Object position labeling entries
** START **
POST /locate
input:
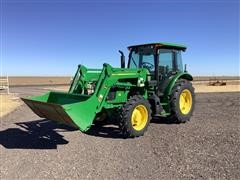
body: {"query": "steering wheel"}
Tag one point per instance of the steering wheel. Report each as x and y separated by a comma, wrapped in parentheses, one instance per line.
(148, 66)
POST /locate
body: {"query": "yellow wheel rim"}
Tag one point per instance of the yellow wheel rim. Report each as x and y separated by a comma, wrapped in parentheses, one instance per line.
(139, 117)
(185, 101)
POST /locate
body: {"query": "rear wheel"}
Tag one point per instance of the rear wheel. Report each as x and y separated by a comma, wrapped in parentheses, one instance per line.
(135, 116)
(182, 101)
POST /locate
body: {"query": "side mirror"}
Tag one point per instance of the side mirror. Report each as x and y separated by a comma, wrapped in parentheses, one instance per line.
(185, 68)
(122, 59)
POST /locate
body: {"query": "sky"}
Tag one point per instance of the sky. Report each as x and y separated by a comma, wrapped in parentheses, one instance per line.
(50, 37)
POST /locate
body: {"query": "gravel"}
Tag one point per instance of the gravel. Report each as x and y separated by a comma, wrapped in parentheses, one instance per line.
(206, 147)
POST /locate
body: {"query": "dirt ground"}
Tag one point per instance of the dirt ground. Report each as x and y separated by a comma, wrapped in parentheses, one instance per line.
(204, 148)
(8, 103)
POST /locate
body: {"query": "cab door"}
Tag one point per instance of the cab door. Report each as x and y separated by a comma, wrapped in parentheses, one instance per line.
(166, 67)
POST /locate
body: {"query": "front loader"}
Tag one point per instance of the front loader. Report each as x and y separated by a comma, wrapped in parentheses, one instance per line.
(154, 84)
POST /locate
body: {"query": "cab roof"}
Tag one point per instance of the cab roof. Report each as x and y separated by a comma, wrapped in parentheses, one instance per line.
(162, 44)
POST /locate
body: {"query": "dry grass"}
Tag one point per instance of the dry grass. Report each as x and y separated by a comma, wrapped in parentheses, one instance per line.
(199, 88)
(205, 88)
(8, 103)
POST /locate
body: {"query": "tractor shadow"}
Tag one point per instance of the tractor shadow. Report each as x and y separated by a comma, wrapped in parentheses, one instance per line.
(110, 129)
(40, 134)
(107, 129)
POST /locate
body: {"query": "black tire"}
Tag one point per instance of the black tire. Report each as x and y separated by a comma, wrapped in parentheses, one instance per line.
(177, 115)
(125, 121)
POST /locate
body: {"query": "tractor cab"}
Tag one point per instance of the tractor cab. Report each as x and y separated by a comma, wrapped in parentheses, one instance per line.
(163, 57)
(162, 60)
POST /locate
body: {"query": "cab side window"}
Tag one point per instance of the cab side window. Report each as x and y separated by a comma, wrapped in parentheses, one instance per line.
(166, 61)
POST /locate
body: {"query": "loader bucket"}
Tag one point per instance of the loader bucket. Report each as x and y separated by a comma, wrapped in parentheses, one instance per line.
(71, 109)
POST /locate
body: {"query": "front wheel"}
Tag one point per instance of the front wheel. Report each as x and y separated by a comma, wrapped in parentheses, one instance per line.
(182, 101)
(135, 116)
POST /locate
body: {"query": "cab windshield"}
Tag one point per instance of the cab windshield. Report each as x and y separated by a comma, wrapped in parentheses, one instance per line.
(142, 58)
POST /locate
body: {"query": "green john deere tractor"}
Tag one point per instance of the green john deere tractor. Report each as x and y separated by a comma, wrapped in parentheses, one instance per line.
(154, 84)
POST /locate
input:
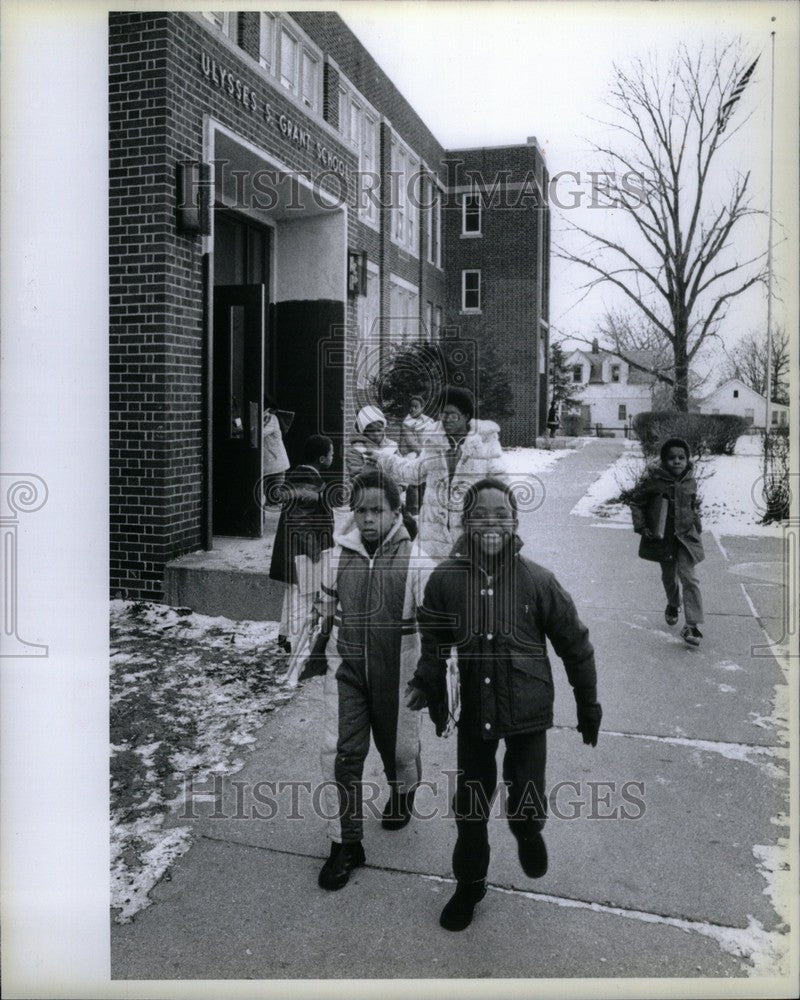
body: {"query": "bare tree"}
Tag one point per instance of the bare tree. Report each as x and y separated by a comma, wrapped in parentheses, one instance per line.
(747, 361)
(678, 266)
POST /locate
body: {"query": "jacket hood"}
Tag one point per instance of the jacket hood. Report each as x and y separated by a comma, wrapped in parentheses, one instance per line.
(351, 538)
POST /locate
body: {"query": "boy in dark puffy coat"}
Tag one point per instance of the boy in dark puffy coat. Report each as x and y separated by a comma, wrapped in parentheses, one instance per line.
(497, 608)
(669, 488)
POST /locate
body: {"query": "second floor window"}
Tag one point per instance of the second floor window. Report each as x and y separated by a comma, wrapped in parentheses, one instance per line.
(285, 54)
(471, 215)
(471, 291)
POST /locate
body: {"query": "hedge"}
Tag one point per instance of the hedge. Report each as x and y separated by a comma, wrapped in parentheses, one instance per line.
(705, 433)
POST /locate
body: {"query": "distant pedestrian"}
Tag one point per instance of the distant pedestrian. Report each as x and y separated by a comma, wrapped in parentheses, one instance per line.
(305, 528)
(416, 424)
(553, 419)
(497, 609)
(371, 585)
(666, 513)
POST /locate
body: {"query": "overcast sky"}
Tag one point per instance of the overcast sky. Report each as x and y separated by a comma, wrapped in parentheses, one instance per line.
(495, 73)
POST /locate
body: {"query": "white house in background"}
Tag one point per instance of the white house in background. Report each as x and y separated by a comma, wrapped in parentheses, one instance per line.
(611, 392)
(735, 397)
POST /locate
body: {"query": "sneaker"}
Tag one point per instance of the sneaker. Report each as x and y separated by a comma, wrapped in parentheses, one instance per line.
(457, 914)
(692, 634)
(397, 811)
(343, 859)
(533, 855)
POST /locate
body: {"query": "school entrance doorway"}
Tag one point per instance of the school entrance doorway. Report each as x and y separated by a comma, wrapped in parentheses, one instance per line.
(240, 329)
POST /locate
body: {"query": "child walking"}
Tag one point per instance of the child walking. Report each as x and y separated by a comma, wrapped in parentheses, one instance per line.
(371, 584)
(666, 513)
(305, 528)
(497, 609)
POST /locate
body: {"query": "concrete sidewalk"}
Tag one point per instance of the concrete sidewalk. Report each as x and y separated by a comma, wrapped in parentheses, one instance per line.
(690, 752)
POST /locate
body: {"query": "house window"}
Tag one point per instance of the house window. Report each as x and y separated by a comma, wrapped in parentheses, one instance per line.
(405, 197)
(470, 291)
(266, 43)
(225, 20)
(471, 215)
(358, 124)
(404, 322)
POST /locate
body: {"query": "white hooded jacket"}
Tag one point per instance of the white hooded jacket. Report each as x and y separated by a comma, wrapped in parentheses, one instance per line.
(440, 519)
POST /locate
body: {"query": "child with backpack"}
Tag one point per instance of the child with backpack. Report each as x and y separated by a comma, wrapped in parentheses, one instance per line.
(666, 513)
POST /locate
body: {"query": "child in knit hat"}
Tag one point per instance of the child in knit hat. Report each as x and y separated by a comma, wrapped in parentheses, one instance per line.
(666, 513)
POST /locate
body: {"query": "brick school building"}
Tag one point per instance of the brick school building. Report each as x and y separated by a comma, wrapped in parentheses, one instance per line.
(280, 217)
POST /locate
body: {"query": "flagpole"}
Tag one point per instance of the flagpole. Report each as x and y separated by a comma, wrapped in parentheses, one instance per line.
(769, 248)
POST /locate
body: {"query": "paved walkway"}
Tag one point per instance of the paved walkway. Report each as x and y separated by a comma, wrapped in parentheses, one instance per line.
(690, 751)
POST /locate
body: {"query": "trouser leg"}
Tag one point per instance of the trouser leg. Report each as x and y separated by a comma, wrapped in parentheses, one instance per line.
(670, 581)
(523, 771)
(692, 599)
(352, 747)
(475, 785)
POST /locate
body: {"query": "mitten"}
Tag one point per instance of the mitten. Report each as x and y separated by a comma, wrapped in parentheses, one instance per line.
(589, 717)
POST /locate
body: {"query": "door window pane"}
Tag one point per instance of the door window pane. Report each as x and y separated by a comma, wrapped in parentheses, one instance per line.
(237, 409)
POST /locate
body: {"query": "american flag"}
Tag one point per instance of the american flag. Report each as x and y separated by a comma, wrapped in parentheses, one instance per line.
(736, 93)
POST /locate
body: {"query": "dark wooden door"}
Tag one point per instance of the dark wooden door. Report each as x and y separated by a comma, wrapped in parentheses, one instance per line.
(237, 408)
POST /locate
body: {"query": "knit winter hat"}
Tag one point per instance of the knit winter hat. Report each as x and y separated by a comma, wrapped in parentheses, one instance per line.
(674, 443)
(461, 398)
(369, 415)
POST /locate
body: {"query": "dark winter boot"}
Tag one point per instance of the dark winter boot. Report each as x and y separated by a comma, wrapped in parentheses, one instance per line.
(336, 870)
(457, 914)
(532, 855)
(397, 811)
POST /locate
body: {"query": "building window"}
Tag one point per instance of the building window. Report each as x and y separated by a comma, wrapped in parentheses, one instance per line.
(405, 197)
(358, 124)
(368, 350)
(471, 215)
(285, 54)
(404, 324)
(470, 291)
(225, 20)
(433, 224)
(266, 42)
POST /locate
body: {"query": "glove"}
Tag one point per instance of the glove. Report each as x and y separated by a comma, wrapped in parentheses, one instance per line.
(315, 666)
(589, 717)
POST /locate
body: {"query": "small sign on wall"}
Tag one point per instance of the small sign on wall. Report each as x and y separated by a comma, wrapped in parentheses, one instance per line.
(356, 273)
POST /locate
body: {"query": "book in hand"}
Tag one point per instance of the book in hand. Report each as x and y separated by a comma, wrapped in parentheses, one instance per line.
(660, 520)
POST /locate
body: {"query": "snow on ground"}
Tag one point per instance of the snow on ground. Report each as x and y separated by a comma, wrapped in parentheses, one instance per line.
(518, 461)
(729, 488)
(171, 671)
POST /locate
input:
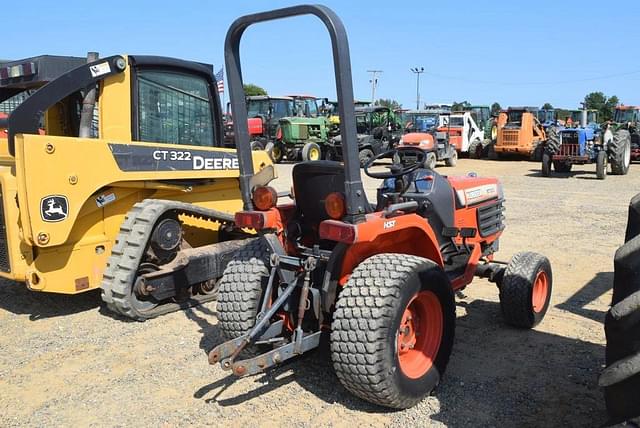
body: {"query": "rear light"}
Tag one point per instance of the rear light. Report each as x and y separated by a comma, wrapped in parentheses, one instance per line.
(338, 231)
(250, 219)
(264, 198)
(334, 205)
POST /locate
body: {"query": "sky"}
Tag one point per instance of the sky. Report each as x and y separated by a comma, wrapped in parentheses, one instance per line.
(512, 52)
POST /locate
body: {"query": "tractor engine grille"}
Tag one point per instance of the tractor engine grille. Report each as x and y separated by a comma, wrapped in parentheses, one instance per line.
(490, 218)
(570, 144)
(4, 249)
(510, 137)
** END **
▶ **WHAT THE TASK ASKS**
Report how many lines in the object position labeling entries contain the string "front". Case counts. Give only the number.

▶ **COMPLETED TASK**
4